READING PASSAGE>

>>>>

Here's an interesting dilemma: The Federal Reserve is committed to restarting the U.S. economy, yet unexpected forces are playing against it.
What we have is a "credit bubble" that is bursting. For years, the Fed has made money readily available, fueling a boom in credit expansion. Now, after the bubble burst last year during our financial meltdown, we are still unwinding the excess credit in our financial system.
As evidence of this, banks are issuing fewer loans and are making applicants jump through hoops to get even a modest loan. Credit card companies have slashed credit lines for all its customers regardless of how prompt they are in making their payments. Credit card companies have raised rates to astronomical heights for no reason so now people are unwilling to use their cards. Banks are required to place more money in their coffers to protect themselves against further losses. Add to this the slew of home foreclosures that continue in the housing industry. Further add the almost 10 million people without jobs, and you have the right mix for a second meltdown.
All of these moves have shrunk outstanding credit. David Rosenberg of Gluskin Sheff said that bank credit shrank at an "epic" 9% annual rate in August.
M3, the broad money supply, has been falling at a 5% annual rate. M2 money supply shrank 12.2%, and M1 shrank 6.5%
For the first time since World War II, we have a deflation in credit.
What does all of this mean? Money is the engine that drives the economy. Without it, the economy withers and dies. So with a shrinking supply of money the economy could shrink proportionately.
The Federal Reserve must address this problem. Some analysts feel that the Fed is letting this credit deflation happen to convince the Chinese that we mean business in keeping a lid on inflation. Nevertheless, The Fed will need to ratchet up the money supply or risk a double dip recession next year.
Do you believe that more money will be available next year?

<<<<

TASKS TO CARRY OUT>
1 > Print the passage from the article on credit deflation exactly, starting at "The Federal Reserve must" and ending at "recession next year.".
2 > Output the records verbatim, starting at their beginning and ending at the line containing "86L103 87L102 86L100". Leave the picture out.

RAW RECORDS>

>>>>

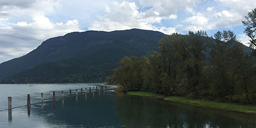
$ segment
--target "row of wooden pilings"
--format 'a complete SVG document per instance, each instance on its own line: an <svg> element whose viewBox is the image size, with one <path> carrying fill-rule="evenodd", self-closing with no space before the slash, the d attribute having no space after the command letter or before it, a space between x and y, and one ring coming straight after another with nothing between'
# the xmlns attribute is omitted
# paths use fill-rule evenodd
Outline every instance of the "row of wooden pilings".
<svg viewBox="0 0 256 128"><path fill-rule="evenodd" d="M105 86L103 87L102 86L100 86L100 88L99 88L99 92L100 93L100 92L104 92L107 90L107 86ZM93 97L94 97L94 92L98 92L98 88L96 86L96 90L94 90L94 87L92 87L92 92L93 93ZM92 88L89 88L89 93L91 93L92 92ZM81 95L83 95L83 88L81 88ZM87 88L85 88L84 93L86 94L87 93ZM69 90L69 97L71 98L72 96L72 90ZM76 89L76 96L78 96L78 90ZM63 99L65 98L64 97L64 91L61 91L61 99ZM56 100L56 97L55 97L55 92L54 91L52 92L52 100L53 102L55 102ZM41 93L41 103L44 103L44 93ZM38 102L39 103L39 102ZM30 107L31 107L31 100L30 100L30 95L28 94L28 99L27 99L27 107L28 107L28 115L30 115ZM8 97L8 120L12 121L12 109L13 109L12 106L12 97Z"/></svg>

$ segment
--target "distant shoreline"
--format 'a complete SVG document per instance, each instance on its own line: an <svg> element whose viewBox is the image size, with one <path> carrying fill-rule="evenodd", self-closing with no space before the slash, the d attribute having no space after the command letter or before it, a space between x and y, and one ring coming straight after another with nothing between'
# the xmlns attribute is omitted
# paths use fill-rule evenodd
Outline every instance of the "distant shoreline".
<svg viewBox="0 0 256 128"><path fill-rule="evenodd" d="M164 97L163 95L156 94L151 92L130 92L127 93L129 95L138 95L142 97L148 97L154 98L161 98L165 100L169 100L173 102L179 102L192 106L205 107L213 109L218 109L229 111L239 113L245 113L256 114L256 106L243 105L239 104L217 102L215 101L189 99L184 97Z"/></svg>

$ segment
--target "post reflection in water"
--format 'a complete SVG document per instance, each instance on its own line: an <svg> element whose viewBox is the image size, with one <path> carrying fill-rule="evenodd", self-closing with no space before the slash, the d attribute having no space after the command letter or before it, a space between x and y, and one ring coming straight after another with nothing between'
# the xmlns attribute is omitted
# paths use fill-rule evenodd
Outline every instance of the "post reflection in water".
<svg viewBox="0 0 256 128"><path fill-rule="evenodd" d="M41 103L41 111L44 111L44 102L42 102Z"/></svg>
<svg viewBox="0 0 256 128"><path fill-rule="evenodd" d="M31 110L31 106L28 106L28 116L30 116L30 110Z"/></svg>
<svg viewBox="0 0 256 128"><path fill-rule="evenodd" d="M44 119L42 126L46 126L46 127L54 127L56 124L65 122L63 127L76 128L222 128L255 127L256 126L256 116L255 115L200 108L186 104L173 103L161 99L137 97L125 93L103 92L99 97L99 93L92 93L94 98L90 97L89 93L88 96L84 95L86 102L77 100L77 97L76 97L77 103L74 102L72 103L70 98L69 99L70 103L66 103L65 106L64 100L67 100L65 102L68 102L67 98L61 101L58 100L52 102L54 108L55 104L56 104L55 109L52 109L51 104L45 103L44 106L44 104L36 104L35 106L37 107L32 106L33 120L32 118L29 118L30 120L27 120L24 122L33 124L35 123L33 122L35 120ZM72 98L74 98L73 100L75 100L75 97ZM28 115L30 115L30 107L28 109ZM24 110L26 115L26 109ZM42 113L40 111L44 112ZM16 116L15 114L13 115ZM6 121L6 118L4 120ZM8 120L12 120L12 111L8 111ZM12 123L18 122L12 121Z"/></svg>
<svg viewBox="0 0 256 128"><path fill-rule="evenodd" d="M12 109L8 110L8 121L12 122Z"/></svg>
<svg viewBox="0 0 256 128"><path fill-rule="evenodd" d="M55 101L52 101L52 108L55 108Z"/></svg>
<svg viewBox="0 0 256 128"><path fill-rule="evenodd" d="M69 102L72 103L72 97L69 97Z"/></svg>
<svg viewBox="0 0 256 128"><path fill-rule="evenodd" d="M64 107L64 99L62 99L62 100L61 100L61 105L62 105L62 107Z"/></svg>

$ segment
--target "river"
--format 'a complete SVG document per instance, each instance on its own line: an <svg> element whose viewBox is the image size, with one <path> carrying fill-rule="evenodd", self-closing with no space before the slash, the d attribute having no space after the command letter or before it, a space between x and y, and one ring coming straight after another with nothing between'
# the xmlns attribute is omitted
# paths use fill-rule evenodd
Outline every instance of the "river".
<svg viewBox="0 0 256 128"><path fill-rule="evenodd" d="M256 116L108 90L103 84L0 84L0 127L255 127ZM87 93L80 90L87 88ZM69 98L69 90L72 97ZM78 96L75 90L78 89ZM61 91L65 99L61 99ZM57 100L52 102L52 91ZM84 90L83 90L84 91ZM44 93L45 102L40 93ZM31 95L29 109L24 106ZM12 97L12 111L7 97ZM21 107L20 107L21 106Z"/></svg>

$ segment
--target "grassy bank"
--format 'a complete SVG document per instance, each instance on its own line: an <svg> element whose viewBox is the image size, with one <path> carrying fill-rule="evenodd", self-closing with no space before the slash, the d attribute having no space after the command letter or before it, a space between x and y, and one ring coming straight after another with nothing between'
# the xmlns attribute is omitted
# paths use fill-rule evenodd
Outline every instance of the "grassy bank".
<svg viewBox="0 0 256 128"><path fill-rule="evenodd" d="M128 94L145 97L157 97L161 95L143 92L127 92ZM256 113L256 106L242 105L238 104L230 104L225 102L217 102L215 101L207 101L203 100L191 100L182 97L168 97L164 99L175 102L180 102L193 106L207 107L214 109L220 109L231 111Z"/></svg>

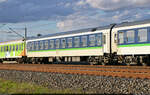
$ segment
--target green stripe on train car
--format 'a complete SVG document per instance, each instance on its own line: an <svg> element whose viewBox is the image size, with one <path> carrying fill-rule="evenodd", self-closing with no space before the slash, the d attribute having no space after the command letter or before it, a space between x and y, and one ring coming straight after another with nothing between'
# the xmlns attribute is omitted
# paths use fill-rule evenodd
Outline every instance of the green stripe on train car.
<svg viewBox="0 0 150 95"><path fill-rule="evenodd" d="M86 47L86 48L67 48L67 49L53 49L53 50L39 50L39 51L28 51L28 52L47 52L47 51L65 51L65 50L88 50L88 49L100 49L102 47Z"/></svg>
<svg viewBox="0 0 150 95"><path fill-rule="evenodd" d="M18 50L16 50L16 45L18 45ZM21 48L19 48L19 45L21 45ZM8 46L8 51L9 51L9 53L10 53L10 57L20 56L21 53L22 53L23 50L24 50L24 43L0 45L0 47L3 48L3 49L2 49L2 52L0 51L0 58L5 58L5 56L6 56L5 54L6 54L6 52L8 52L8 51L6 51L5 48L4 48L4 47L6 47L6 46ZM10 48L10 46L11 46L11 48ZM15 46L14 51L13 51L13 46ZM14 55L14 53L15 53L15 55Z"/></svg>
<svg viewBox="0 0 150 95"><path fill-rule="evenodd" d="M140 46L150 46L150 43L148 43L148 44L119 45L118 47L140 47Z"/></svg>

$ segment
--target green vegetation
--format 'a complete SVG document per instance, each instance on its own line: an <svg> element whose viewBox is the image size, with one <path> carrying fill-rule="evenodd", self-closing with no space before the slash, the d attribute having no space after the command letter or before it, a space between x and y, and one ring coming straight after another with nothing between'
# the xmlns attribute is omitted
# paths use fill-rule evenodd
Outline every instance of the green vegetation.
<svg viewBox="0 0 150 95"><path fill-rule="evenodd" d="M82 94L83 92L78 89L72 91L65 90L52 90L42 86L30 83L16 83L13 81L0 79L0 94Z"/></svg>

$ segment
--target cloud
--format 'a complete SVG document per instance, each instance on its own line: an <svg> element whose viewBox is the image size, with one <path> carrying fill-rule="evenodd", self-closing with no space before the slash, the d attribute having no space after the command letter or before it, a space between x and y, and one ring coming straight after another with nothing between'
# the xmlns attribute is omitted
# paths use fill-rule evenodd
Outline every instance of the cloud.
<svg viewBox="0 0 150 95"><path fill-rule="evenodd" d="M56 20L58 16L67 16L74 12L70 2L70 0L8 0L0 3L0 22Z"/></svg>
<svg viewBox="0 0 150 95"><path fill-rule="evenodd" d="M77 5L90 5L104 11L119 10L123 8L150 8L150 0L82 0Z"/></svg>
<svg viewBox="0 0 150 95"><path fill-rule="evenodd" d="M2 3L2 2L6 2L7 0L0 0L0 3Z"/></svg>

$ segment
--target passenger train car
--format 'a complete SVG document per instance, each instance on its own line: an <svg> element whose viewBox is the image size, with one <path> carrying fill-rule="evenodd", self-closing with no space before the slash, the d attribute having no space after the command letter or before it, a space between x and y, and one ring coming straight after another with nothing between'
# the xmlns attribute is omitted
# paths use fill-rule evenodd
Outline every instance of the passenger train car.
<svg viewBox="0 0 150 95"><path fill-rule="evenodd" d="M0 61L19 61L25 56L25 44L22 40L0 43Z"/></svg>
<svg viewBox="0 0 150 95"><path fill-rule="evenodd" d="M11 43L13 42L9 42ZM2 44L4 43L0 45ZM22 62L26 63L88 62L102 65L149 65L150 20L28 38L25 44L26 50L21 57ZM4 53L0 53L0 56L3 56L1 59L9 59L7 55L9 50L5 51L5 57Z"/></svg>

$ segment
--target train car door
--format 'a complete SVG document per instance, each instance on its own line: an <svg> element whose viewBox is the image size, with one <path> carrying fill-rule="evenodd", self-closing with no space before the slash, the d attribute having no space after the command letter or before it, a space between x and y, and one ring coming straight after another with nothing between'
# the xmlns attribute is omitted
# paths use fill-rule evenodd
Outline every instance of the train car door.
<svg viewBox="0 0 150 95"><path fill-rule="evenodd" d="M106 44L106 40L107 40L107 33L103 33L103 53L107 53L108 50L107 50L107 44Z"/></svg>

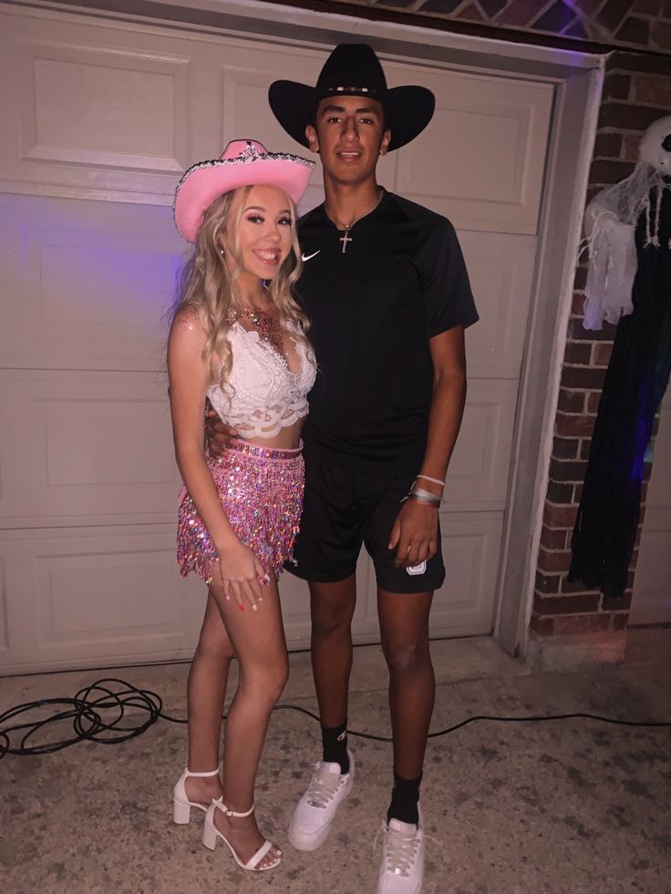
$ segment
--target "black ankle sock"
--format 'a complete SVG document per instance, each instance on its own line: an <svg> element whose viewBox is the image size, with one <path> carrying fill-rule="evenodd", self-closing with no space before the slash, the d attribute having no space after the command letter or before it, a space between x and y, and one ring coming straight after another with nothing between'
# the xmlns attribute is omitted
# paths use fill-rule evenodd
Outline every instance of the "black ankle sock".
<svg viewBox="0 0 671 894"><path fill-rule="evenodd" d="M422 781L421 773L417 779L403 779L394 772L394 788L391 792L391 804L387 811L387 822L393 817L402 823L419 822L419 783Z"/></svg>
<svg viewBox="0 0 671 894"><path fill-rule="evenodd" d="M349 755L347 755L347 721L339 726L322 724L322 760L327 764L339 764L341 773L349 773Z"/></svg>

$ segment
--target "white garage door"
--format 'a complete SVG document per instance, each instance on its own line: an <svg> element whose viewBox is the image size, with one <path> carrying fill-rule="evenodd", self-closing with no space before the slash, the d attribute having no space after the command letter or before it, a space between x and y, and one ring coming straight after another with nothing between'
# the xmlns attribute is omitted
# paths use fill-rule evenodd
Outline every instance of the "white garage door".
<svg viewBox="0 0 671 894"><path fill-rule="evenodd" d="M0 666L188 656L201 584L175 570L180 481L163 351L181 245L184 168L231 139L291 149L266 103L276 77L314 83L325 50L0 14ZM381 181L457 227L481 322L442 526L435 635L492 627L515 406L537 251L552 87L387 60L436 118ZM7 88L8 87L8 88ZM305 209L321 200L320 173ZM356 637L377 636L370 564ZM285 576L294 647L304 584Z"/></svg>

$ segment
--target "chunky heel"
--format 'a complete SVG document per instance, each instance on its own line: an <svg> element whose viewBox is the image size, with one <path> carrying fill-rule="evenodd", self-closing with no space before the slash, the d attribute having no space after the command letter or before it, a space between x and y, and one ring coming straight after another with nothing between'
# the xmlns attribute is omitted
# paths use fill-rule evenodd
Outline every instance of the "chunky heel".
<svg viewBox="0 0 671 894"><path fill-rule="evenodd" d="M261 866L261 862L268 853L268 851L273 847L271 841L265 840L263 844L259 848L253 856L243 863L237 853L233 846L228 840L225 835L222 835L217 827L214 825L214 813L216 810L221 810L222 813L225 813L227 817L250 817L253 813L254 806L253 804L249 808L245 810L244 813L236 813L234 810L230 810L226 805L223 803L223 799L221 797L213 798L212 803L207 808L207 813L205 814L205 825L202 827L202 843L210 850L214 850L217 846L217 838L221 838L222 841L228 847L231 851L231 856L238 864L241 869L246 869L248 872L264 872L266 869L274 869L276 866L279 866L282 862L282 851L275 857L272 863L268 866Z"/></svg>
<svg viewBox="0 0 671 894"><path fill-rule="evenodd" d="M211 826L205 818L205 825L202 827L202 843L210 850L214 850L217 847L217 830Z"/></svg>
<svg viewBox="0 0 671 894"><path fill-rule="evenodd" d="M204 804L199 804L197 801L190 801L186 796L184 783L189 776L216 776L218 775L218 769L212 770L209 773L191 773L189 769L184 770L180 778L177 780L175 787L172 789L173 823L176 823L178 826L187 826L191 819L191 807L196 807L198 810L202 810L203 813L207 813L207 807Z"/></svg>
<svg viewBox="0 0 671 894"><path fill-rule="evenodd" d="M191 804L182 804L176 797L172 798L172 822L178 826L186 826L191 816Z"/></svg>

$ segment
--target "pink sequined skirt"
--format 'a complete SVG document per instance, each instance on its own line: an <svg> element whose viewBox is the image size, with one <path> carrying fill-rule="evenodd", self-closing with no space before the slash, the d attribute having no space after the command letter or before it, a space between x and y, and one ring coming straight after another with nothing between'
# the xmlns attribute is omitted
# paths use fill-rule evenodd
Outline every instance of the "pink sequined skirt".
<svg viewBox="0 0 671 894"><path fill-rule="evenodd" d="M303 508L302 448L280 450L232 441L218 458L206 457L222 506L236 536L266 571L279 576L292 558ZM218 553L186 491L180 495L177 563L182 577L207 581Z"/></svg>

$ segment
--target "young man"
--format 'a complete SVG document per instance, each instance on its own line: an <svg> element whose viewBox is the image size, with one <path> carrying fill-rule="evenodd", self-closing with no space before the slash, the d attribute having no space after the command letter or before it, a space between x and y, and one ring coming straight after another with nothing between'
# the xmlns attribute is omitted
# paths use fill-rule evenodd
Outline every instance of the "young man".
<svg viewBox="0 0 671 894"><path fill-rule="evenodd" d="M387 89L371 47L341 45L315 87L276 81L269 100L284 129L319 153L325 191L299 223L297 291L318 374L303 435L301 531L287 566L310 587L323 755L289 839L320 847L354 781L347 694L363 542L376 570L394 737L377 890L418 894L418 794L435 694L428 612L445 578L439 507L466 396L464 329L478 314L451 224L376 180L378 158L427 126L433 95Z"/></svg>

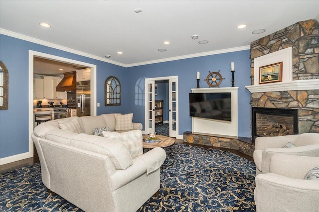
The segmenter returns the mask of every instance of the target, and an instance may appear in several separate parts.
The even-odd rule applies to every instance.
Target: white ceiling
[[[0,32],[130,67],[249,49],[252,41],[315,18],[318,8],[319,0],[0,0]],[[237,29],[241,24],[247,27]],[[266,32],[252,33],[260,29]]]

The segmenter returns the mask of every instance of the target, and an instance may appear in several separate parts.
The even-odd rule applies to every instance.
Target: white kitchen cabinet
[[[54,100],[64,100],[67,99],[66,92],[56,91],[56,86],[60,83],[62,78],[55,78],[53,79],[53,99]]]
[[[33,78],[33,99],[41,100],[44,98],[44,82],[43,79]]]
[[[70,109],[70,116],[76,116],[76,109]]]
[[[91,69],[85,69],[76,71],[76,82],[86,81],[91,80]]]
[[[43,99],[53,99],[53,78],[48,76],[43,76]]]

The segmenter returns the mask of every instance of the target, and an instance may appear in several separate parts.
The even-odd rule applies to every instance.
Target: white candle
[[[233,62],[231,62],[231,70],[235,71],[235,63]]]

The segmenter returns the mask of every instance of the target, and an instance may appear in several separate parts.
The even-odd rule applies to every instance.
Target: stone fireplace
[[[298,133],[296,109],[252,107],[252,139]]]
[[[293,133],[319,133],[319,25],[316,20],[311,19],[299,22],[251,43],[252,86],[246,88],[251,93],[252,140],[254,140],[258,136],[256,134],[260,133],[255,132],[258,129],[254,126],[253,121],[256,120],[253,119],[256,117],[252,111],[256,108],[260,111],[268,109],[294,110],[297,114],[294,116],[297,117],[292,121],[293,126],[291,126],[292,121],[287,120],[286,123],[289,128],[294,129]],[[259,80],[256,74],[259,70],[258,67],[254,69],[254,59],[261,56],[270,58],[279,51],[290,47],[292,48],[290,56],[291,67],[288,79],[262,85],[255,82]],[[270,120],[268,125],[278,125],[271,123],[272,120],[278,120],[278,123],[279,120],[284,121],[279,116],[266,118]],[[266,118],[261,115],[257,119]]]

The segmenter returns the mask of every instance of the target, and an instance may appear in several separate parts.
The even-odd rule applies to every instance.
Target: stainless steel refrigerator
[[[91,86],[90,81],[76,83],[76,115],[85,116],[91,115]]]

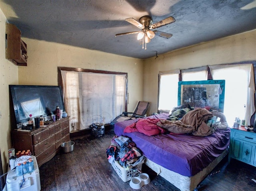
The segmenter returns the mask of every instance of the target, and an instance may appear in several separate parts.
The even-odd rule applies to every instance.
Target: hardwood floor
[[[113,130],[106,131],[101,137],[90,135],[72,140],[76,143],[73,152],[60,153],[40,167],[42,191],[134,191],[129,181],[124,182],[107,159],[106,150],[114,135]],[[226,157],[214,169],[218,172],[208,177],[199,191],[254,191],[256,167],[232,159],[228,164]],[[180,190],[146,165],[142,171],[150,176],[151,182],[139,190]]]

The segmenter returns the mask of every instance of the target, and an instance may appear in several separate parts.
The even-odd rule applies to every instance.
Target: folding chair
[[[123,112],[111,122],[110,125],[114,126],[117,122],[145,117],[149,105],[149,102],[140,101],[134,112]]]

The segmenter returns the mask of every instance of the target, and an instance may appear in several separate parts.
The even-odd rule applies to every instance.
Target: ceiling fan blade
[[[154,31],[153,32],[155,33],[155,34],[161,37],[163,37],[164,38],[168,39],[172,36],[172,34],[169,33],[167,33],[164,32],[161,32],[158,31]]]
[[[143,26],[142,24],[141,24],[140,23],[138,22],[133,18],[128,18],[127,19],[125,19],[125,20],[127,22],[129,22],[131,24],[133,24],[133,25],[136,26],[139,28],[142,29],[144,28],[144,26]]]
[[[121,36],[122,35],[124,35],[126,34],[136,34],[139,33],[140,33],[141,31],[134,31],[134,32],[125,32],[124,33],[119,33],[119,34],[116,34],[116,37],[117,36]]]
[[[176,20],[175,20],[175,19],[173,17],[169,17],[166,19],[164,19],[159,22],[152,24],[151,26],[151,28],[152,29],[156,29],[156,28],[174,23],[176,21]]]

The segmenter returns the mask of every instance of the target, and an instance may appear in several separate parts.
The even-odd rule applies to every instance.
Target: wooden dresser
[[[233,158],[256,166],[256,133],[239,129],[231,129],[229,162]]]
[[[69,117],[29,132],[11,132],[15,151],[30,150],[39,167],[52,158],[62,143],[70,140],[69,134]]]

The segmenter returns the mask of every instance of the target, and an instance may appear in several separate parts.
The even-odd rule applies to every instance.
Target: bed
[[[168,116],[162,113],[147,118],[166,119]],[[146,164],[182,191],[196,189],[228,152],[229,128],[217,129],[204,137],[170,133],[148,136],[140,132],[124,132],[126,127],[138,120],[116,123],[115,133],[131,138],[146,156]]]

<<<<

WRITTEN RESPONSES>
1 >
The Federal Reserve must address this problem. Some analysts feel that the Fed is letting this credit deflation happen to convince the Chinese that we mean business in keeping a lid on inflation. Nevertheless, The Fed will need to ratchet up the money supply or risk a double dip recession next year.

2 >
$ segment
--target "row of wooden pilings"
--format 'a complete SVG document per instance, each instance on its own line: an <svg> element whose viewBox is the image size, with one <path> carrying fill-rule="evenodd", self-closing with no space before the slash, the d attribute having no space after the command letter or before it, a space between x and y, and one ring coming straight after another with nothing between'
# the xmlns attribute is omitted
# paths use fill-rule evenodd
Outline every instance of the "row of wooden pilings".
<svg viewBox="0 0 256 128"><path fill-rule="evenodd" d="M105 86L103 87L102 86L100 86L100 88L99 88L99 92L100 93L100 92L104 92L107 90L107 86ZM93 97L94 97L94 92L98 92L98 88L96 86L96 90L94 90L94 87L92 87L92 92L93 93ZM92 88L89 88L89 93L91 93L92 92ZM81 95L83 95L83 88L81 88ZM87 88L85 88L84 93L86 94L87 93ZM69 90L69 97L71 98L72 96L72 90ZM76 89L76 96L78 96L78 90ZM63 99L65 98L64 97L64 91L61 91L61 99ZM56 100L56 97L55 97L55 92L54 91L52 92L52 100L53 102L55 102ZM41 93L41 103L44 103L44 93ZM38 102L39 103L39 102ZM30 107L31 107L31 100L30 100L30 95L28 94L28 99L27 99L27 107L28 107L28 115L30 115ZM8 97L8 120L12 121L12 109L13 109L12 106L12 97Z"/></svg>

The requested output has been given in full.